**FRAGMENTO PARA LEER:**
Ya tenía pensado un tema del que quería hablar en una de las próximas cartas de esta mi querida newsletter. Le había estado dando vueltas, había tomado algunas notas, me había guardado unos cuanto links, y de repente… ¡pum! Alguien escribió sobre ello antes que yo. Y mucho mejor que yo, por supuesto. El tema, si os pica la curiosidad, era por qué tantos trends de belleza últimamente tienen nombres de comida (“glazed donut skin”, “blueberry milk nails” o “tomato girl makeup”, por citar solo algunos de los que se han hecho más conocidos en TikTok). Jessica DeFino, que tiene una newsletter fantástica sobre el mundo beauty, justo habló de ello en un artículo para el Sunday Times (que no puedo leer completo porque es solo para socios del periódico, pero sí algunos fragmentos que ella misma ha compartido en The Unpublishable, junto a varios descartes que el Times dejó fuera del texto final).
Me había pasado lo mismo días antes con otro tema que me encontré de repente en un post de Instagram de una persona que citaba muchas de las referencias que yo misma iba a utilizar para hablar de algo muy similar. ¡Qué poco original soy! ¡Qué falta de creatividad! ¡No merezco volver a escribir JAMÁS! Igual suena un poco exagerado, pero más o menos ese es mi tren de pensamiento cada vez que me pasa esto. Y ahora me estoy centrando solo en esta newsletter, pero fuera de aquí, en el curro que hago para diferentes medios, me pasa a diario. Como a tantas y tantas personas que se dedican a lo mismo. Mar Manrique reflexionaba sobre ello hace unas cuantas semanas, citando ese miedo a quedarse sin temas de los que hablar que acecha a quienes escriben, ya sea en un medio, en una agencia o en su propio boletín, cosa que nunca pasa, pero que no evita que vivamos con terror real a que ocurra.
La verdad es que cuando “te pisan” un tema —si es que en este caso podemos hablar de “pisar”, porque nadie te ha robado nada en realidad, ya que esa idea tan increíble que habías tenido no había salido aún de tu cabeza o de tus notas del móvil— jode mucho. Es una chorrada, desde luego, porque nada es tan importante como para que el mundo no pueda vivir sin tu perspectiva sobre ese asunto banal que de repente te ha parecido el más relevante del universo, pero es imposible evitar esa sensación de fracaso que te sobreviene, ese convencimiento de no haber sido lo suficientemente rápida pensando y contando lo que querías contar.

**QUÉ HACER:**
a: Indica si cada afirmación coincide con el fragmento, respondiendo sí o no y citando literalmente las palabras que lo deciden: (i) Jessica DeFino trató el tema de los nombres de comida en los trends de belleza en un artículo para el Sunday Times. (ii) Quien escribe pudo leer completo ese artículo del Sunday Times. (iii) Fuera de la newsletter, en su trabajo para medios, a quien escribe le pasa esto a diario.
b: Extrae del fragmento, sin cambiar nada, todo lo que va desde "Ya tenía pensado" hasta "del texto final).".
c: Según el fragmento, ¿en qué red social se han hecho más conocidos trends de belleza como "glazed donut skin" o "tomato girl makeup"?
El listado no hace falta para resolver nada de lo que se pide.

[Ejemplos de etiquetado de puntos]
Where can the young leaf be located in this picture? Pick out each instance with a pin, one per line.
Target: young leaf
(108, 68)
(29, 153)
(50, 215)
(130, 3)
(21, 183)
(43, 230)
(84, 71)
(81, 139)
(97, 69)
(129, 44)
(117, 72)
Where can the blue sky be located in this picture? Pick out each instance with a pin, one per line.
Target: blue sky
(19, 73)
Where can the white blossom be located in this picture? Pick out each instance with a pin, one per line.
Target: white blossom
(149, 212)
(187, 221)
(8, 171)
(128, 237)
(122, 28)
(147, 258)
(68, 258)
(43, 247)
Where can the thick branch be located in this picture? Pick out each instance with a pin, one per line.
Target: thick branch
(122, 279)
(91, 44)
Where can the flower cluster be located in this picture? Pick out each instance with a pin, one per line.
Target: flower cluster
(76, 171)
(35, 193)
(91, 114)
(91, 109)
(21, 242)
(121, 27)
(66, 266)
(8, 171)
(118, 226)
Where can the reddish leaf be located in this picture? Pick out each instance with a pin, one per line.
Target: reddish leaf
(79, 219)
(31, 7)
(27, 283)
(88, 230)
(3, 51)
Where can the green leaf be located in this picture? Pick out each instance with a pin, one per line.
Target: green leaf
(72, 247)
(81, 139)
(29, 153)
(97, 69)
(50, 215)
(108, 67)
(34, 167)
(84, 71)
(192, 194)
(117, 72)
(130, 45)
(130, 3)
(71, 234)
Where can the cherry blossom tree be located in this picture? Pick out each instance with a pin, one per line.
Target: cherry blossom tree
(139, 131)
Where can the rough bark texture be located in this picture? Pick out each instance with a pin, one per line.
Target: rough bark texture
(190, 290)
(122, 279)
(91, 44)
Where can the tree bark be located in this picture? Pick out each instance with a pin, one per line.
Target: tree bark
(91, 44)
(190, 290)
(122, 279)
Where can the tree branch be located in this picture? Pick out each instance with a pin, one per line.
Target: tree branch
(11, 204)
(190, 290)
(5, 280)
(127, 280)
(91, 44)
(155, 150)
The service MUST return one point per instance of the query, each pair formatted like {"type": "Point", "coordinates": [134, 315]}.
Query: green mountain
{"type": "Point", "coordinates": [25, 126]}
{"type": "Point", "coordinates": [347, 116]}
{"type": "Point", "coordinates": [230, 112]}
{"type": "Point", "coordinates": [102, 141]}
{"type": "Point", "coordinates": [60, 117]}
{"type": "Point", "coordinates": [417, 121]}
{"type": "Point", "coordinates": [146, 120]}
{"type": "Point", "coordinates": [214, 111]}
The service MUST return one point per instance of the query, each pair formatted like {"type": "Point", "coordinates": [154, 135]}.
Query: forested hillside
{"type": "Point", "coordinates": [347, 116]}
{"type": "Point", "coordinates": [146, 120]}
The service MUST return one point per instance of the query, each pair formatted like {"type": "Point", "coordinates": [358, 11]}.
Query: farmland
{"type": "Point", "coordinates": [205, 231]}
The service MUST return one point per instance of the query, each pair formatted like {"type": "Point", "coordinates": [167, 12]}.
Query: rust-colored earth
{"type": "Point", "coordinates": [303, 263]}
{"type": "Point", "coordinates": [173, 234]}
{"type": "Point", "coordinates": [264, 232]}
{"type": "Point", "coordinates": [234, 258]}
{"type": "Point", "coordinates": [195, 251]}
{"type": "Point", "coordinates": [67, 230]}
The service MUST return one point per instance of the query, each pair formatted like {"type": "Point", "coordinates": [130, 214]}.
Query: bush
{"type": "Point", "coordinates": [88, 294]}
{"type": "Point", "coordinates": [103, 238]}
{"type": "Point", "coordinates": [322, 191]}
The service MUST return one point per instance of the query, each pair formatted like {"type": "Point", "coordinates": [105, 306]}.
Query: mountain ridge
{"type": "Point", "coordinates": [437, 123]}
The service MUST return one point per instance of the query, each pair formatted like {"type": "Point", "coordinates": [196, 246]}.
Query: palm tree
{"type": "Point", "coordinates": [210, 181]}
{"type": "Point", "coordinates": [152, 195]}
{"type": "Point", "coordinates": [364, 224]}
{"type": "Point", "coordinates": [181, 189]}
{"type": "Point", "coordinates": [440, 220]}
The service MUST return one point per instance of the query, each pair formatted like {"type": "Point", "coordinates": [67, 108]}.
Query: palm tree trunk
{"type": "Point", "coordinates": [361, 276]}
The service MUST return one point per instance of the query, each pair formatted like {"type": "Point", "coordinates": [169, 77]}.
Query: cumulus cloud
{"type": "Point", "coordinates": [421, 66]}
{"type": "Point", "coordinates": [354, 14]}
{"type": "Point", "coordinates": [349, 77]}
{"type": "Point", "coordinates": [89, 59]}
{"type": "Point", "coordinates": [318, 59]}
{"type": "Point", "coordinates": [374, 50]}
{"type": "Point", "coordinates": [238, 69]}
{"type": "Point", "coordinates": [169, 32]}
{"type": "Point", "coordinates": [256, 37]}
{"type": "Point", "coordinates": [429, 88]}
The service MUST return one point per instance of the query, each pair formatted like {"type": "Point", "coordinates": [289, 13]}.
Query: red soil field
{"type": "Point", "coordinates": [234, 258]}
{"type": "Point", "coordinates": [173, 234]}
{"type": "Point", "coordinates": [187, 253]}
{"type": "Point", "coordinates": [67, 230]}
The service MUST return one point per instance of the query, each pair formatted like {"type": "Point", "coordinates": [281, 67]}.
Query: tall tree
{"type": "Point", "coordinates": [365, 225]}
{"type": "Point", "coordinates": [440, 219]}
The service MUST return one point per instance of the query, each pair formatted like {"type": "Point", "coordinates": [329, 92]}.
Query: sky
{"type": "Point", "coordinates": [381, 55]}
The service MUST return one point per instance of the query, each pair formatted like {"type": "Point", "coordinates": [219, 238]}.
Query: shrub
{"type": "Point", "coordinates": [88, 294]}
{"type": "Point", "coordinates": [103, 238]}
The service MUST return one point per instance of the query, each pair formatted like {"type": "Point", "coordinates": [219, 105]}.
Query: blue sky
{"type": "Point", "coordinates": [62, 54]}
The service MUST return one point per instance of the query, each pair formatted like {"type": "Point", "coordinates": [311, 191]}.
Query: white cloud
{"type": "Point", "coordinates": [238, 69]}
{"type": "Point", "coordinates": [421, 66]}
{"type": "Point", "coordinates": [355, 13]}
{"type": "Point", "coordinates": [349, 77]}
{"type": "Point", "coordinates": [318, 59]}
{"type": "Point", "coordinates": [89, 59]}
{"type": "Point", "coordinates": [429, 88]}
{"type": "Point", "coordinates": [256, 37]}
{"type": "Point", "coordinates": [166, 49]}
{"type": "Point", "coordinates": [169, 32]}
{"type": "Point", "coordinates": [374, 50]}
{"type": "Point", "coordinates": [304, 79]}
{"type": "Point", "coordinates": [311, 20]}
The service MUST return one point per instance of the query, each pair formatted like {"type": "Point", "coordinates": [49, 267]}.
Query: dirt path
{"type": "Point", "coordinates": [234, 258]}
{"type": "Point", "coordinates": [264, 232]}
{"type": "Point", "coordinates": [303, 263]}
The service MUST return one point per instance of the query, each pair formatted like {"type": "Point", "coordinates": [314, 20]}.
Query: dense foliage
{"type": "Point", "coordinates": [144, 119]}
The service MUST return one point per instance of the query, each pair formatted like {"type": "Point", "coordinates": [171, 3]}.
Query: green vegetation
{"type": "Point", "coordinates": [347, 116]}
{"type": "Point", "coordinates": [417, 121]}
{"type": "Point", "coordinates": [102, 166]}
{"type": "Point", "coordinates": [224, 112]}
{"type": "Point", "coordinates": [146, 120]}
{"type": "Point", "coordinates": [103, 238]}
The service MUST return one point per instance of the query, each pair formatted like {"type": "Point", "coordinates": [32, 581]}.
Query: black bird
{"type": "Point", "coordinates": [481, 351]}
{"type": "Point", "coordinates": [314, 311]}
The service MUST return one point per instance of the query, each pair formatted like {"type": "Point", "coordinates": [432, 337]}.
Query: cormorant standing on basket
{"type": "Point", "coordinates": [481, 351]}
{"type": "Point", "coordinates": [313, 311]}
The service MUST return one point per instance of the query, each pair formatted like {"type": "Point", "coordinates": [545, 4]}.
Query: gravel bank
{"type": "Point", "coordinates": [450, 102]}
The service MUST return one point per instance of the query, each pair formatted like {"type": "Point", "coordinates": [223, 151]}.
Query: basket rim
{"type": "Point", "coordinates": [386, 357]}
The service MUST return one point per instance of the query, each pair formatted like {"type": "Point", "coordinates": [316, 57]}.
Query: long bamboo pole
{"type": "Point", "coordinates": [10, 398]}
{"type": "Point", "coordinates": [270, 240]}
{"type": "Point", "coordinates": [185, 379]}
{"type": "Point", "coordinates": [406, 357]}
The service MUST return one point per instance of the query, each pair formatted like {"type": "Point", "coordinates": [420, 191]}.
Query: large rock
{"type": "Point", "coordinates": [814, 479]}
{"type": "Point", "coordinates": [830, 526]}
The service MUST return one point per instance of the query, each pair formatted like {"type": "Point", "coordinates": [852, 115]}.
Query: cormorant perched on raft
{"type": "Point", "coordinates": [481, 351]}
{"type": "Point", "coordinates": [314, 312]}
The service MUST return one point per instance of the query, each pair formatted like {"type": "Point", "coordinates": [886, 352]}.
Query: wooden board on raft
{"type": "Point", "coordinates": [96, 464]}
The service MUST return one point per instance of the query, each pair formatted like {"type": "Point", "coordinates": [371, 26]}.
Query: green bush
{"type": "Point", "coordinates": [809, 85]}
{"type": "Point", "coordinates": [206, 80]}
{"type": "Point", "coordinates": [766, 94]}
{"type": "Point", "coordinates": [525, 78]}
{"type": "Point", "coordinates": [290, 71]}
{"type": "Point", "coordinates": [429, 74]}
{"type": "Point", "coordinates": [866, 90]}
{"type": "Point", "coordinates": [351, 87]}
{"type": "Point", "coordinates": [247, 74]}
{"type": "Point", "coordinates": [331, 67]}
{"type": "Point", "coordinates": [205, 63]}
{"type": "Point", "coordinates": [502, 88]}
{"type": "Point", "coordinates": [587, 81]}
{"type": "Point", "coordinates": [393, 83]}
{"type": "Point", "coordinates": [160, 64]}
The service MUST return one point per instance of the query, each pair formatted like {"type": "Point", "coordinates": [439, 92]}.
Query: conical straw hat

**RESPUESTAS ESPERADAS:**
a:
(i) Sí: "Jessica DeFino, que tiene una newsletter fantástica sobre el mundo beauty, justo habló de ello en un artículo para el Sunday Times".
(ii) No: "que no puedo leer completo porque es solo para socios del periódico".
(iii) Sí: "fuera de aquí, en el curro que hago para diferentes medios, me pasa a diario".

b:
Ya tenía pensado un tema del que quería hablar en una de las próximas cartas de esta mi querida newsletter. Le había estado dando vueltas, había tomado algunas notas, me había guardado unos cuanto links, y de repente… ¡pum! Alguien escribió sobre ello antes que yo. Y mucho mejor que yo, por supuesto. El tema, si os pica la curiosidad, era por qué tantos trends de belleza últimamente tienen nombres de comida (“glazed donut skin”, “blueberry milk nails” o “tomato girl makeup”, por citar solo algunos de los que se han hecho más conocidos en TikTok). Jessica DeFino, que tiene una newsletter fantástica sobre el mundo beauty, justo habló de ello en un artículo para el Sunday Times (que no puedo leer completo porque es solo para socios del periódico, pero sí algunos fragmentos que ella misma ha compartido en The Unpublishable, junto a varios descartes que el Times dejó fuera del texto final).

c: En TikTok.